- _GOAL OF THE EXERCISE_
Copy the material from the line that has "Exercise. Pick out the shallow" through the line that has "<point>42,54</point>", substituting "Find" for each "Pick out" and leaving everything else unchanged.

(Records of point annotations)
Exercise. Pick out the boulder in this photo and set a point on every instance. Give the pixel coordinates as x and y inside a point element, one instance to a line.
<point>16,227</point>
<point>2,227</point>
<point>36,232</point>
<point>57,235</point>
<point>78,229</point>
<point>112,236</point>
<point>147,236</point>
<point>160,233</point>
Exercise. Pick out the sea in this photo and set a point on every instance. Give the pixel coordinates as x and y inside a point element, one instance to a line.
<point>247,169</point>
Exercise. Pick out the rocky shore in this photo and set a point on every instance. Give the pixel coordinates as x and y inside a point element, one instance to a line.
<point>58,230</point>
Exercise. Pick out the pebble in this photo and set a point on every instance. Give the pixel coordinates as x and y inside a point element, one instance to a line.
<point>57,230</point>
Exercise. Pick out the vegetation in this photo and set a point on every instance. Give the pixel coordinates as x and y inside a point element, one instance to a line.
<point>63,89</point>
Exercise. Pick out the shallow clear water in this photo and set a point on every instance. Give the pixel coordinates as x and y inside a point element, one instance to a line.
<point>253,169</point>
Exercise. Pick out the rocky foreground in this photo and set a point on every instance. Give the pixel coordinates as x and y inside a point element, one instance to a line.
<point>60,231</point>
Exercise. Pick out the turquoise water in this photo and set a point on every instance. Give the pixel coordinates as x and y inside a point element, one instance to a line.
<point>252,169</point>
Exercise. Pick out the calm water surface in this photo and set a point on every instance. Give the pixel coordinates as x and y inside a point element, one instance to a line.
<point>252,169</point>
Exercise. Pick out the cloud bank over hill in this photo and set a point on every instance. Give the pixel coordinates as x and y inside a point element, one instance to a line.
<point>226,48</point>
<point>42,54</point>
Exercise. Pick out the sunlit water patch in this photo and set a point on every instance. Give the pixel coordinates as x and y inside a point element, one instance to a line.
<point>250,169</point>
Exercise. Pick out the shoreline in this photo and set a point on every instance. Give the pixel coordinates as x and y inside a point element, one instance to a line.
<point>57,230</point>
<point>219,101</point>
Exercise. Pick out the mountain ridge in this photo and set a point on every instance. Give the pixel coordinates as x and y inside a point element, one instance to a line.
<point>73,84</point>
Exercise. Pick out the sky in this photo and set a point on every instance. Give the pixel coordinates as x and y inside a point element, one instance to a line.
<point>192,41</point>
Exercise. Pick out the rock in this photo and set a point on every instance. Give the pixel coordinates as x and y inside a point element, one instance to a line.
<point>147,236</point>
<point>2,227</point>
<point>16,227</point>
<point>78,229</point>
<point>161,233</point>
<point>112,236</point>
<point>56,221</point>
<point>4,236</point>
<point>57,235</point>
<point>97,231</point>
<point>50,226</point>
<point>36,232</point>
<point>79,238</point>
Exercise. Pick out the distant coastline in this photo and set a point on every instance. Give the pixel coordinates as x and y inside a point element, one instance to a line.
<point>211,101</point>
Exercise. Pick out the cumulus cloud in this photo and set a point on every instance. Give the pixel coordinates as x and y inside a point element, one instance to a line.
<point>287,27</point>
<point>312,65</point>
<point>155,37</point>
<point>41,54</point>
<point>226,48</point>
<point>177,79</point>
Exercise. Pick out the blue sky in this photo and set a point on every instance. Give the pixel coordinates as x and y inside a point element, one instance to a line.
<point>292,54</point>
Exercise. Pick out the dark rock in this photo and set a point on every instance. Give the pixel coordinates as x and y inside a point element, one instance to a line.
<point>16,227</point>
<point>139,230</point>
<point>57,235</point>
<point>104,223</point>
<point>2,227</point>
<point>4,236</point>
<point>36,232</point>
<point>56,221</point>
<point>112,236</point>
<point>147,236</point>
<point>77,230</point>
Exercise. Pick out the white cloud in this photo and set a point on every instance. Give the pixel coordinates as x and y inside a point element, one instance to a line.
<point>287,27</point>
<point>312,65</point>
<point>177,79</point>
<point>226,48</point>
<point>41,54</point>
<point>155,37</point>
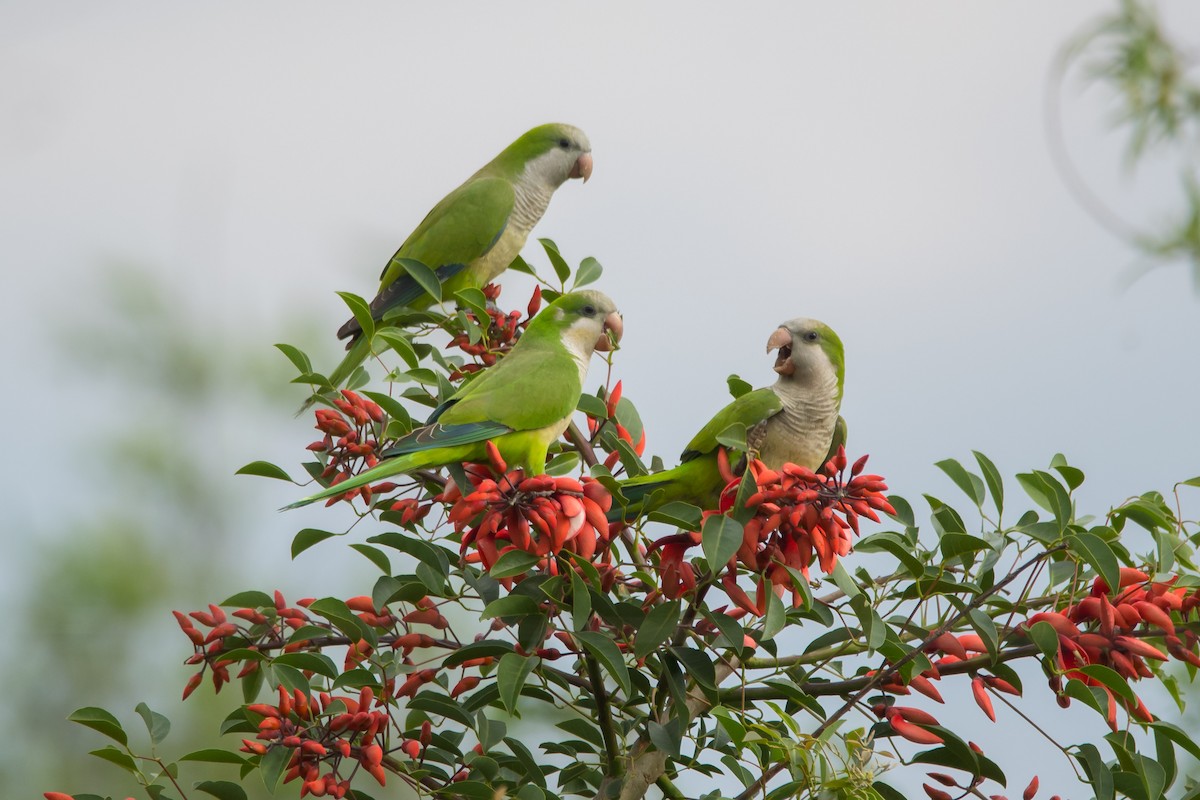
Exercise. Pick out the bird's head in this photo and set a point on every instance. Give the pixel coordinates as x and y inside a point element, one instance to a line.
<point>555,152</point>
<point>808,350</point>
<point>586,320</point>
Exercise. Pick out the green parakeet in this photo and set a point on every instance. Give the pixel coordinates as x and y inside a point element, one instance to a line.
<point>796,420</point>
<point>474,232</point>
<point>522,404</point>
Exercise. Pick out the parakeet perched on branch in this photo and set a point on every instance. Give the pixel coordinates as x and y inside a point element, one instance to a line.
<point>796,420</point>
<point>478,229</point>
<point>522,404</point>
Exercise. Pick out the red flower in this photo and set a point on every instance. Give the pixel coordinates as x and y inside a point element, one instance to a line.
<point>540,515</point>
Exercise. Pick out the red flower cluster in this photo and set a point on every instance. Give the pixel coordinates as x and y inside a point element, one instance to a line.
<point>499,335</point>
<point>1111,636</point>
<point>351,443</point>
<point>611,398</point>
<point>797,515</point>
<point>256,631</point>
<point>540,515</point>
<point>1031,789</point>
<point>340,733</point>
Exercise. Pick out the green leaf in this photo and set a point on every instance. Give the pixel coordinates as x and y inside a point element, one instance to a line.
<point>511,606</point>
<point>435,557</point>
<point>213,756</point>
<point>513,563</point>
<point>468,791</point>
<point>360,310</point>
<point>985,626</point>
<point>402,347</point>
<point>659,625</point>
<point>892,543</point>
<point>605,650</point>
<point>118,757</point>
<point>556,259</point>
<point>667,738</point>
<point>697,666</point>
<point>510,677</point>
<point>157,726</point>
<point>273,765</point>
<point>297,356</point>
<point>775,619</point>
<point>441,705</point>
<point>1182,738</point>
<point>373,555</point>
<point>101,721</point>
<point>991,476</point>
<point>1110,679</point>
<point>475,300</point>
<point>1043,635</point>
<point>564,463</point>
<point>252,599</point>
<point>678,513</point>
<point>581,602</point>
<point>222,789</point>
<point>844,581</point>
<point>264,469</point>
<point>593,407</point>
<point>1096,553</point>
<point>1099,776</point>
<point>424,276</point>
<point>954,545</point>
<point>733,437</point>
<point>477,650</point>
<point>588,272</point>
<point>720,539</point>
<point>737,386</point>
<point>306,539</point>
<point>317,662</point>
<point>1073,476</point>
<point>533,770</point>
<point>521,265</point>
<point>970,482</point>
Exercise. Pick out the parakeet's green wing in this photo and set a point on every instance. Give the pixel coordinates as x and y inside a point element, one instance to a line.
<point>553,391</point>
<point>839,437</point>
<point>445,435</point>
<point>461,228</point>
<point>750,409</point>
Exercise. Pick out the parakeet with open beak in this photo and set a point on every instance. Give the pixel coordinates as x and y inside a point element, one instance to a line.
<point>474,233</point>
<point>522,404</point>
<point>796,420</point>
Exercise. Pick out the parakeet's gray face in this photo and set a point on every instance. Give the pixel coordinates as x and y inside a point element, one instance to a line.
<point>799,343</point>
<point>570,156</point>
<point>592,322</point>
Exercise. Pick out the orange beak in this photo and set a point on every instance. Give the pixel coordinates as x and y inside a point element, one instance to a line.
<point>582,167</point>
<point>613,326</point>
<point>781,341</point>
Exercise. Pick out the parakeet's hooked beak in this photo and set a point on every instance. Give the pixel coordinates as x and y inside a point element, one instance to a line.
<point>582,167</point>
<point>613,326</point>
<point>781,340</point>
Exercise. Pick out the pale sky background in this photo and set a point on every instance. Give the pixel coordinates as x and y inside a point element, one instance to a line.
<point>882,167</point>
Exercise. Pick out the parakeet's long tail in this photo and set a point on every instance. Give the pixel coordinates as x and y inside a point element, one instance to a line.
<point>388,468</point>
<point>696,481</point>
<point>358,353</point>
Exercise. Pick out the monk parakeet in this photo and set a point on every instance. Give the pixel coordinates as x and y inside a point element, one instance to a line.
<point>475,232</point>
<point>793,421</point>
<point>522,404</point>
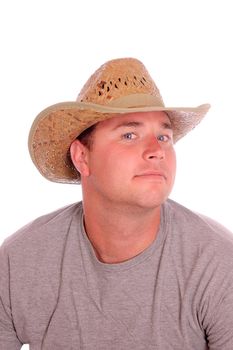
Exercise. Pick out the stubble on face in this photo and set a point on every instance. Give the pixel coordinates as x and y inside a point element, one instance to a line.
<point>126,173</point>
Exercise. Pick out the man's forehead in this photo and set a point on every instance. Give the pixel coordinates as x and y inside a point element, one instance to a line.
<point>137,118</point>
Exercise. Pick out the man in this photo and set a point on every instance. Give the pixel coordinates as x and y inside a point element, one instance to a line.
<point>126,268</point>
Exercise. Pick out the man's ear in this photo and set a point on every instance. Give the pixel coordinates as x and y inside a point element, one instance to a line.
<point>79,156</point>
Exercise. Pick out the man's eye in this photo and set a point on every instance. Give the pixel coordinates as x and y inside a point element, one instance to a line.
<point>129,136</point>
<point>163,138</point>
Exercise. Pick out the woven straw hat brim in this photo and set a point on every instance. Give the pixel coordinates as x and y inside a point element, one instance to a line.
<point>57,126</point>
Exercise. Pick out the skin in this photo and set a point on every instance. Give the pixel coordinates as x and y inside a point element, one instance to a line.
<point>126,175</point>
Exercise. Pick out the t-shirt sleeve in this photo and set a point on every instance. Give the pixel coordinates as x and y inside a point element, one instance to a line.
<point>218,320</point>
<point>8,336</point>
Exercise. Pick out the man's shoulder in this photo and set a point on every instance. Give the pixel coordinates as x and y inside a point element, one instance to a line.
<point>44,228</point>
<point>199,227</point>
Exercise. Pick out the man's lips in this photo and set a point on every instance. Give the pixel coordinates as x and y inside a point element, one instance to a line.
<point>152,174</point>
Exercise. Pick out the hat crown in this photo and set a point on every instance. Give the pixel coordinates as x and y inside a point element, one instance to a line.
<point>117,79</point>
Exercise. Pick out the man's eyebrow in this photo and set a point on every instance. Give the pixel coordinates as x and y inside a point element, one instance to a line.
<point>128,124</point>
<point>164,125</point>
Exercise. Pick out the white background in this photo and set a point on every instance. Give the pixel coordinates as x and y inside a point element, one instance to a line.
<point>49,49</point>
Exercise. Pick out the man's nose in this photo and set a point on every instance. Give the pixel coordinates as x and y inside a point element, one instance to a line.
<point>153,149</point>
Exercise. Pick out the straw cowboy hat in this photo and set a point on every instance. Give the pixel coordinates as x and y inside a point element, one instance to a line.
<point>119,86</point>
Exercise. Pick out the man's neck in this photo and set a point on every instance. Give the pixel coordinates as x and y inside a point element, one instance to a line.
<point>119,234</point>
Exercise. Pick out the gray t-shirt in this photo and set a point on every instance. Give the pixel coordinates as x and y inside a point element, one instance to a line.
<point>177,294</point>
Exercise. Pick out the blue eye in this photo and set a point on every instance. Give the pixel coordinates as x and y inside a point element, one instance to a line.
<point>163,138</point>
<point>128,136</point>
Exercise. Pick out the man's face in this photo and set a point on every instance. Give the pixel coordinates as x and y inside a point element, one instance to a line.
<point>132,160</point>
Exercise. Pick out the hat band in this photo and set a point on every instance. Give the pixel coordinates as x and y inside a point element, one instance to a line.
<point>136,100</point>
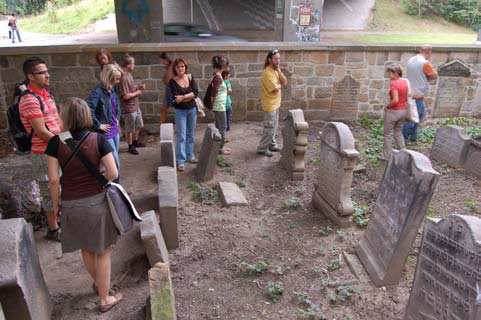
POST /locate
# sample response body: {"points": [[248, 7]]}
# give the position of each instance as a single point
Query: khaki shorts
{"points": [[40, 172], [132, 121]]}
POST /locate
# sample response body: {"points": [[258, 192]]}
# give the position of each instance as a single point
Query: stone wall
{"points": [[327, 82]]}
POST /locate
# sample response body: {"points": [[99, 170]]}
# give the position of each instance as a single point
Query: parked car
{"points": [[184, 32]]}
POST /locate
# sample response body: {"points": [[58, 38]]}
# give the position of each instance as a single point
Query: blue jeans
{"points": [[410, 129], [185, 121], [115, 142]]}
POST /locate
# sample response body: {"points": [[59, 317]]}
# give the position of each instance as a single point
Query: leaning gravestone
{"points": [[294, 148], [450, 95], [167, 145], [23, 292], [447, 282], [450, 146], [208, 154], [473, 157], [403, 198], [338, 157]]}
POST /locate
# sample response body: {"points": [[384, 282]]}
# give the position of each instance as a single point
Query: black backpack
{"points": [[21, 139], [208, 96]]}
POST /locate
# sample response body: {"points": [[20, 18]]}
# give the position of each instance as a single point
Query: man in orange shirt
{"points": [[38, 112]]}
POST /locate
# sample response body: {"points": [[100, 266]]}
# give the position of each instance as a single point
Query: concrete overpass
{"points": [[269, 20]]}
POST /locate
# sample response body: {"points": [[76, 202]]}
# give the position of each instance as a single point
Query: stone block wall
{"points": [[327, 82]]}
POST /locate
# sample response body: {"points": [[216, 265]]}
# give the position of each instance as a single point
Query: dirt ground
{"points": [[215, 241]]}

- _PROBLEM SOLUTION_
Exercise. Find the shallow clear water in this photo and set a point on every instance. Give the pixel coordinates as x and y inside a point element, one instance to a line.
<point>253,169</point>
Exercise. Find the rocky foreground in this photo and set a point on every instance. Give the pixel coordinates as x and y inside a point element, one instance to a line.
<point>60,231</point>
Exercise. Find the turquoise water in this photo and set a point on every instance. Give the pixel coordinates as x and y inside a point element, one instance to a line.
<point>252,169</point>
Exercise. Find the calm water surface in this photo and set a point on every instance. Give the pixel coordinates as x and y inside a point element, one instance to a line.
<point>252,169</point>
Exercise. Find the cloud bank over hill in this photo and set a point on every instance. Give the pixel coordinates as x and y inside a point element, one instance to a line.
<point>226,48</point>
<point>42,54</point>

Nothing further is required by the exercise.